### [SUPPLIED MATERIAL]
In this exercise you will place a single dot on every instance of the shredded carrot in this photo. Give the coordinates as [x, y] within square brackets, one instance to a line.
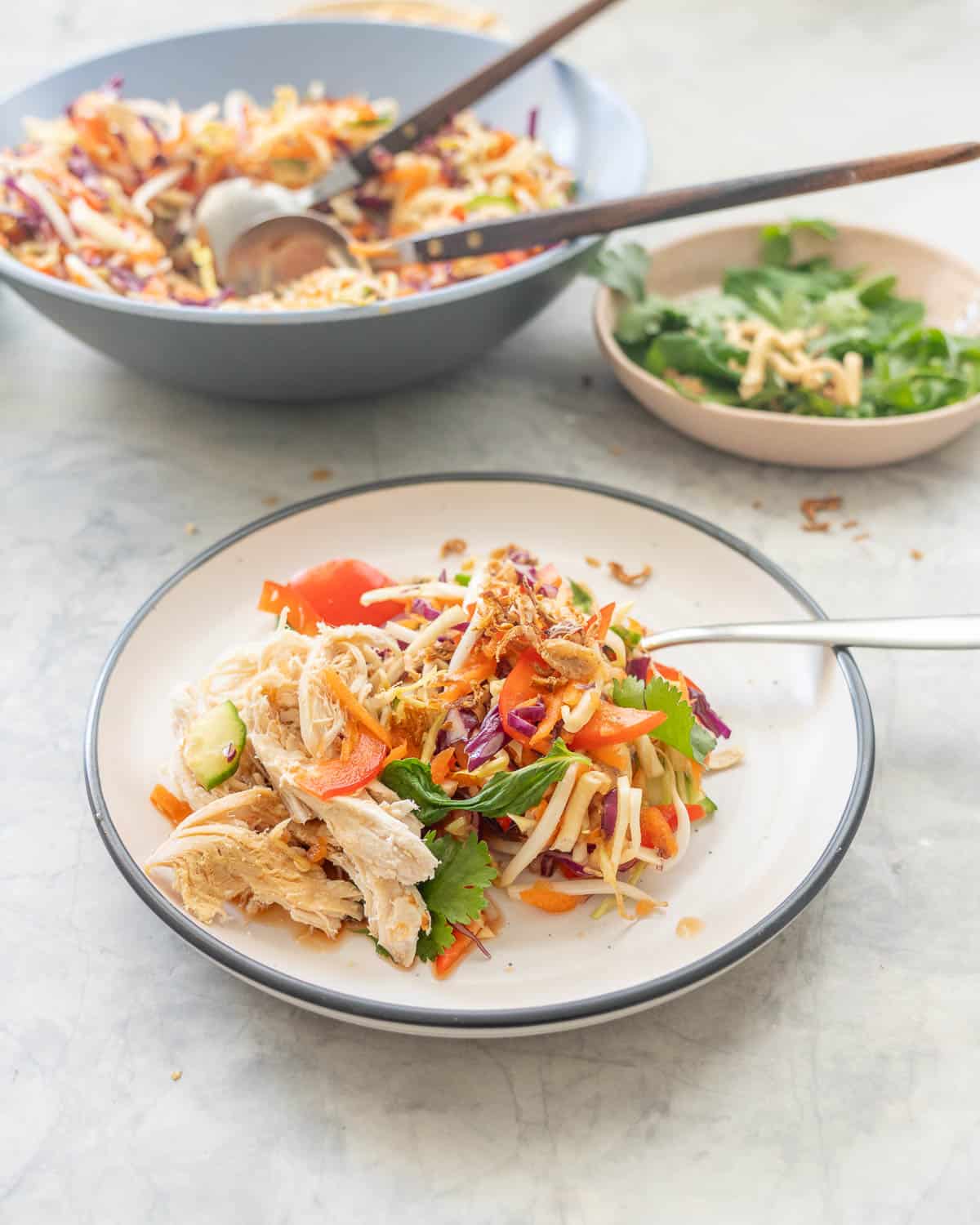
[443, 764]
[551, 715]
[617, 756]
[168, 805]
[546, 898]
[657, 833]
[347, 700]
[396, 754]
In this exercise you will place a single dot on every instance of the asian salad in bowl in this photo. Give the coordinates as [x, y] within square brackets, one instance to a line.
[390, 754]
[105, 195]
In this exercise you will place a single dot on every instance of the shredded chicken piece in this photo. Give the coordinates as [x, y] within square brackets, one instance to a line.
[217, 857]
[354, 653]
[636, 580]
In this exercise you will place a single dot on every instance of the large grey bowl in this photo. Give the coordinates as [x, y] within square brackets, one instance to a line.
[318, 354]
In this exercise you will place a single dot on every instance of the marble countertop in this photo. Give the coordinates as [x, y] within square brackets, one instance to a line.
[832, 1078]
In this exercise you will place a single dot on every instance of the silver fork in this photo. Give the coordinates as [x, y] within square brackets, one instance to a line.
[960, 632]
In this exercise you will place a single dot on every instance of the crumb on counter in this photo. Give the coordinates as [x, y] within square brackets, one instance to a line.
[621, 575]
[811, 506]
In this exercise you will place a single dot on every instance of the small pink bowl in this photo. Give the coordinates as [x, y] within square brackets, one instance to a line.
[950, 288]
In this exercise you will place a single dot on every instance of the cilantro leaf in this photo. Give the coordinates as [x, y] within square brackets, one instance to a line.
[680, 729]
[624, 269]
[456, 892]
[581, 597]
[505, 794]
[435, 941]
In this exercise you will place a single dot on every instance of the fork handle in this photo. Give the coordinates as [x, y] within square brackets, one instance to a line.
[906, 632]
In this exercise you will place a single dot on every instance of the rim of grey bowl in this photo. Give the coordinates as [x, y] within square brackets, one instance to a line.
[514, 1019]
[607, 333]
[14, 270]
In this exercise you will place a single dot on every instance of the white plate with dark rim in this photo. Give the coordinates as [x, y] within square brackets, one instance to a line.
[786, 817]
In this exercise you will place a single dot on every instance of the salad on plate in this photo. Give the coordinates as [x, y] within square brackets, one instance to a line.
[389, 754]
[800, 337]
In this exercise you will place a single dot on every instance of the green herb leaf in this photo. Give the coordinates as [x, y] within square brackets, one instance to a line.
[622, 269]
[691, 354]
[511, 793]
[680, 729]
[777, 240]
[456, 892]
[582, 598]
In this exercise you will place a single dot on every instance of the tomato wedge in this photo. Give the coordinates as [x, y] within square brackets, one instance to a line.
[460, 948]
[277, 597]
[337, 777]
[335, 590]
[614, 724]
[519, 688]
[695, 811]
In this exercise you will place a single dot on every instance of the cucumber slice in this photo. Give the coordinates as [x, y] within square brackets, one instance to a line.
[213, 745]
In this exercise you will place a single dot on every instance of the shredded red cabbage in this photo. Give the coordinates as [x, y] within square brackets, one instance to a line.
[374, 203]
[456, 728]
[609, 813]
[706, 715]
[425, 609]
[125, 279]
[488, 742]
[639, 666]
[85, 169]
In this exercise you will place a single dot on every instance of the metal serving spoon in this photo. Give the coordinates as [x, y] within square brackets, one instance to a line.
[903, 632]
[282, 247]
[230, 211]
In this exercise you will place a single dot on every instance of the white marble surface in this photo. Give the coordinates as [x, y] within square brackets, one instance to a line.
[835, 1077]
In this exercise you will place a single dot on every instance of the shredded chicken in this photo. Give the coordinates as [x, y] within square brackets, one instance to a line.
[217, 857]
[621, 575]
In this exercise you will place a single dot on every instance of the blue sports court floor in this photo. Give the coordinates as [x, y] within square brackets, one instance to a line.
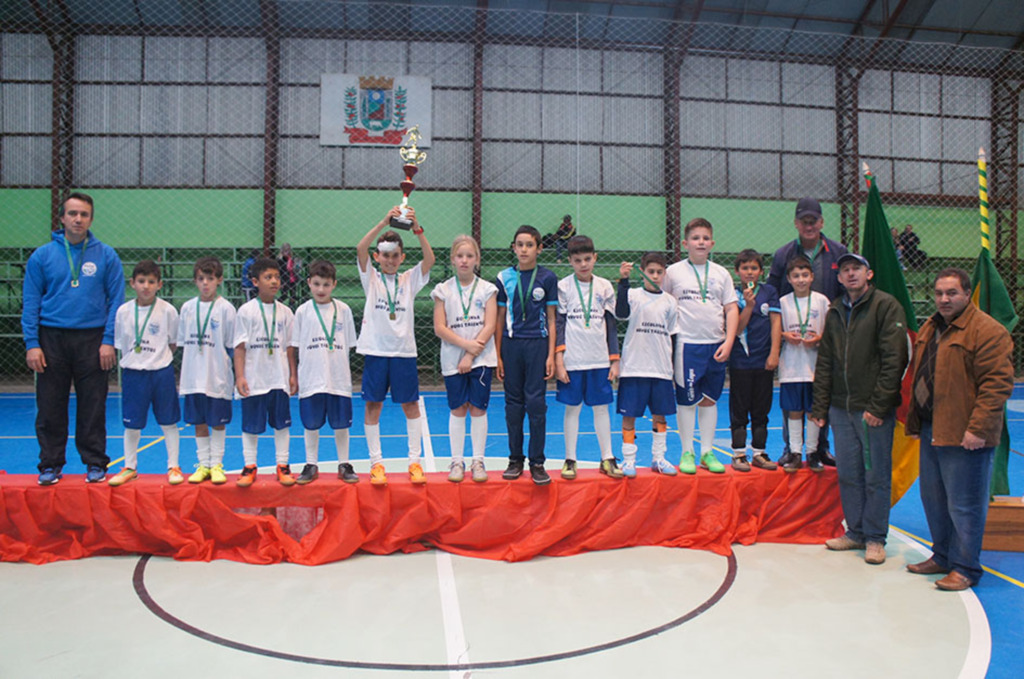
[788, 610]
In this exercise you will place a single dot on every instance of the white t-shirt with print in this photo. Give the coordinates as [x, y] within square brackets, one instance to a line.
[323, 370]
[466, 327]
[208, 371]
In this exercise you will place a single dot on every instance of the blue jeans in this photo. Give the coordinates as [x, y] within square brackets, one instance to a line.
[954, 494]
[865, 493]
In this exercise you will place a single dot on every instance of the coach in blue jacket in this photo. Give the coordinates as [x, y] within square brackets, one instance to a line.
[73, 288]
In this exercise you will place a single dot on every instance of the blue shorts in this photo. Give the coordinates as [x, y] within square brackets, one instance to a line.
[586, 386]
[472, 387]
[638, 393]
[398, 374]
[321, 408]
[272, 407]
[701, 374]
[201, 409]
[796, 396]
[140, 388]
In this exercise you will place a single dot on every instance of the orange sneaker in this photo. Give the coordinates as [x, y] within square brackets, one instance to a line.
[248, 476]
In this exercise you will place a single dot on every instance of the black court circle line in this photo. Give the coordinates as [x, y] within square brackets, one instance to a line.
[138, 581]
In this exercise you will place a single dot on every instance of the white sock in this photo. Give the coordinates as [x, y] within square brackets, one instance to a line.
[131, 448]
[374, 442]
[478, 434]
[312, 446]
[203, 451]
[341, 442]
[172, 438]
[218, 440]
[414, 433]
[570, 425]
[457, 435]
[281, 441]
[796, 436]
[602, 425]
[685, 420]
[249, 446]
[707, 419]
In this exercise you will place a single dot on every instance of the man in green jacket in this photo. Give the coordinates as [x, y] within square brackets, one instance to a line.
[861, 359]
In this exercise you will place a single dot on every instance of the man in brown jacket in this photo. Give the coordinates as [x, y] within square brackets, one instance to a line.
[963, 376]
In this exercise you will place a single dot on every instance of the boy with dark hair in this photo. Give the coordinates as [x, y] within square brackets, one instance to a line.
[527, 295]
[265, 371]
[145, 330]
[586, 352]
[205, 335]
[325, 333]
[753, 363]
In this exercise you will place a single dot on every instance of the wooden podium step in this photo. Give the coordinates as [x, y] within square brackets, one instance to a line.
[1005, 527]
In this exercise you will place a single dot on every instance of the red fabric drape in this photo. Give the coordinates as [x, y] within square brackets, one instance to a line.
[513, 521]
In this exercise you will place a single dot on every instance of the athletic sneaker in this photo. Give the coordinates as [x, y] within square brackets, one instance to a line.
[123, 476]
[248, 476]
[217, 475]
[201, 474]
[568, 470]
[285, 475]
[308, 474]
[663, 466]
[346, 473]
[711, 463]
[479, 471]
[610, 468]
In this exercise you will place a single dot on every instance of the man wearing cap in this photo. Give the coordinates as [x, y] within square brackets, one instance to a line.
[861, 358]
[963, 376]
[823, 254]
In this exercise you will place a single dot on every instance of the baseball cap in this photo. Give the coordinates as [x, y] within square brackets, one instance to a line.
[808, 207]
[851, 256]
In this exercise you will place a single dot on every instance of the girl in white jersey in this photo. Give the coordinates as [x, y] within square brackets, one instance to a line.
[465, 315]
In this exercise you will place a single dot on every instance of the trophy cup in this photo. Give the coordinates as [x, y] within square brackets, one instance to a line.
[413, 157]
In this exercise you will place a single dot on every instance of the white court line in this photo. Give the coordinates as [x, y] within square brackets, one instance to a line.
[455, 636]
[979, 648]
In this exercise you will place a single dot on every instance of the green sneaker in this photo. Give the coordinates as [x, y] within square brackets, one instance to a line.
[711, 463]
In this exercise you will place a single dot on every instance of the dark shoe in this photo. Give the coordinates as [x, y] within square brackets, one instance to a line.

### [THE TASK]
Each record must be set down again without alteration, and no picture may be carried over.

### [OUTPUT OF THE TASK]
In this exercise you will place a single dot on every instance of the shredded carrot in this photo. Give the coordinates as [x, y] within square brackets, one instance to a line.
[443, 764]
[551, 715]
[617, 756]
[168, 805]
[546, 898]
[657, 833]
[347, 700]
[396, 754]
In this exercise you will place a single dot on every instance of the asian salad in bowl in this photo. Give the coordinates as [x, y] within square brackets, one instance to a line.
[390, 754]
[105, 195]
In this exercise you will place a single dot on every instance of the shredded chicken piece in this photo. Give the coordinates as [x, y] within square brackets, one instance to a line.
[217, 857]
[354, 653]
[636, 580]
In this exercise you will place a single dot on every instance of the large grey bowl in this photo. Give the coordinates as [x, y] within square brackets, one instance to a line.
[318, 354]
In this exercise you will place a single dot on every instance of the marble countertop in this photo. Give the coordinates as [x, y] within square brackets, one instance to a line.
[832, 1078]
In this exercise you will place a single dot on every instance of the silver fork in this photo. Give the coordinates as [x, y] within square brackets, one instance to a line.
[960, 632]
In this exercise you will place a single dot on every instance of the crumb on counter in this photo. Give the coordinates as [x, y] within square brackets, one instance to a line.
[621, 575]
[811, 506]
In this exercise you will place a single dot on every instance of the small pink bowl in this photo. Give the coordinates as [x, y] within square brackets, one instance to a line.
[950, 288]
In this exercise you will place a single dot on every instance of the cilantro leaf in this photo. Give the coordinates as [x, y] within square brackets, one instance to a line.
[680, 729]
[624, 269]
[456, 892]
[581, 597]
[505, 794]
[435, 941]
In this exercise you will place a single dot on every instance of the fork handle in this photo. Give the coordinates as [x, y] within square brackets, one instance to a line.
[906, 632]
In this exercise you will place a single dot on every instance of the rim of grey bowl in this photo. Give the coordinates as [x, y] within square brackets, one instance to a line.
[514, 1019]
[607, 333]
[14, 270]
In this exercise you will place a single dot on every instance of the white plate with dark rim in this photo. Give the coordinates as [x, y] within square brackets, one instance to a line.
[786, 817]
In this exercise you will place a single dot on every instance of the salad on plate in this photo. Give the coordinates as [x, y] within square brackets, one instance to a line.
[389, 754]
[800, 337]
In this exercise you will place a single dot on every instance of the green herb leaf in this photo. Give the coordinates as [x, y] within square brackets, one instance to a line.
[622, 269]
[691, 354]
[511, 793]
[680, 729]
[777, 240]
[456, 892]
[582, 598]
In this exercise you will place a single dot on every instance of the tomato wedge in this photo. Give the coordinates as [x, y] within square brackets, one instance to a line.
[460, 948]
[277, 597]
[337, 777]
[335, 590]
[614, 724]
[519, 688]
[695, 811]
In this exercise you will place a single dot on every instance of the cucumber slice in this photo. Give the coordinates as [x, y] within square brackets, one instance to a line.
[213, 745]
In this exercise you will place a single dot on every instance of the shredded red cabbage in this photo. Give the coordinates as [x, y] within square brackets, one instance to a line.
[374, 203]
[456, 728]
[609, 813]
[706, 715]
[425, 609]
[125, 279]
[488, 742]
[639, 666]
[85, 169]
In this exercise you will place a single dot on every instance of the metal serving spoon in this photo. Give the coordinates as [x, y] within square brackets, one instance to a line.
[903, 632]
[282, 247]
[230, 211]
In this exercise you will place a single dot on every instance of the white marble surface in this photo. Give the coordinates as [x, y] within square brackets, one instance to a line.
[835, 1077]
In this exercise you will place a single dot on every instance of the shredded chicken in this photo. Give the coordinates as [x, y] within square brackets, one instance to a line.
[217, 857]
[621, 575]
In this exercise you will place a single dot on every instance of the blue sports court floor in this photo. Give the coordinates as [x, y] within square brackets, one instance to a line.
[788, 610]
In this exercise you will place a single dot on every instance of the white t-shirt with print in this photo. Give the coordinates as [x, y] within square brackets, one instance to a line.
[323, 370]
[466, 327]
[208, 371]
In this exercise you will place a single dot on every instance of the blue jeans in this photo. Give the coordinates as [x, y] within square brackets, one instance to a line.
[954, 494]
[865, 493]
In this exercise you will place a single dot on every instance of the coach in blue jacket in this photo. Give the coordinates as [x, y] within square brackets, one instance to a line.
[73, 288]
In this exercise you will place a single dot on every instance of the blue shorts in this photo. Give the coordinates as [x, y] within square brackets, one instance to a line.
[586, 386]
[472, 387]
[638, 393]
[398, 374]
[321, 408]
[272, 407]
[701, 374]
[201, 409]
[796, 396]
[140, 388]
In this exercise you will place a single dot on every instance of the orange sneaker in this photo. Give the coordinates as [x, y] within square brackets, one instance to a line.
[248, 476]
In this exercise you will place a single dot on every instance of the black court circle line in this photo. Give the coordinates as [x, y] within square brackets, one instance to a line.
[138, 581]
In this exercise you will place a single dot on every instance of the white sock in this photo. Give the coordinates as [x, y] within square brackets, one instance to a line.
[131, 448]
[374, 442]
[478, 434]
[312, 446]
[203, 451]
[341, 442]
[172, 438]
[218, 440]
[414, 433]
[570, 425]
[457, 435]
[281, 441]
[796, 436]
[602, 425]
[685, 420]
[249, 446]
[707, 419]
In this exercise you will place a single dot on every instance of the man in green jacket in this photo. Give the coordinates as [x, y] within square brackets, one instance to a line.
[861, 359]
In this exercise you will place a single dot on every instance of the man in brown jacket in this photo. Give the coordinates as [x, y] within square brackets, one instance to a line.
[963, 376]
In this exercise you will place a single dot on every instance of the boy with dark hair in this photo. Give the coordinates as [x, y] within square brackets, one instance to a line.
[527, 295]
[265, 371]
[145, 330]
[586, 352]
[205, 335]
[325, 333]
[753, 363]
In this exercise you will place a single dot on every instance of the wooden podium step in this photo. Give the coordinates as [x, y] within square brackets, one instance to a line.
[1005, 527]
In this exercise you will place a single dot on every instance of the red fabric drape in this photo. Give the coordinates as [x, y] within square brackets, one instance to a line.
[513, 521]
In this exercise you will place a single dot on every instance of the athletic sneaker in this photo. Give the coordinates as [x, y] within square brackets, one instance to a line.
[123, 476]
[248, 476]
[217, 475]
[201, 474]
[568, 470]
[285, 475]
[308, 474]
[663, 466]
[346, 473]
[711, 463]
[479, 471]
[610, 468]
In this exercise you will place a single dot on every instance of the man wearing cap in this photo. Give the coordinates as [x, y] within square brackets, one instance to a line.
[861, 358]
[963, 376]
[823, 254]
In this exercise you will place a single dot on every instance of the baseball cap in this photo. Give the coordinates as [x, y] within square brackets, one instance to a line.
[808, 207]
[851, 256]
In this exercise you will place a single dot on every instance of the girl in white jersey in this photo. Give the coordinates as [x, y] within square brackets, one instance to a line.
[465, 315]
In this exercise you will place a single dot on every instance of the trophy cup in this photo. Give the coordinates as [x, y] within square brackets, one instance to a line.
[413, 157]
In this exercise you will place a single dot on every instance of the white court line in this photo. Give the coordinates as [x, y] within square brackets, one instance to a line.
[455, 636]
[979, 648]
In this exercise you will place a single dot on every instance of the green sneaker in this photo. Give the coordinates as [x, y] within square brackets, one instance to a line.
[711, 463]
In this exercise you will place a single dot on every instance of the dark shoe in this photo. Give the coordinates as [x, y] within square brackets, one instance to a line.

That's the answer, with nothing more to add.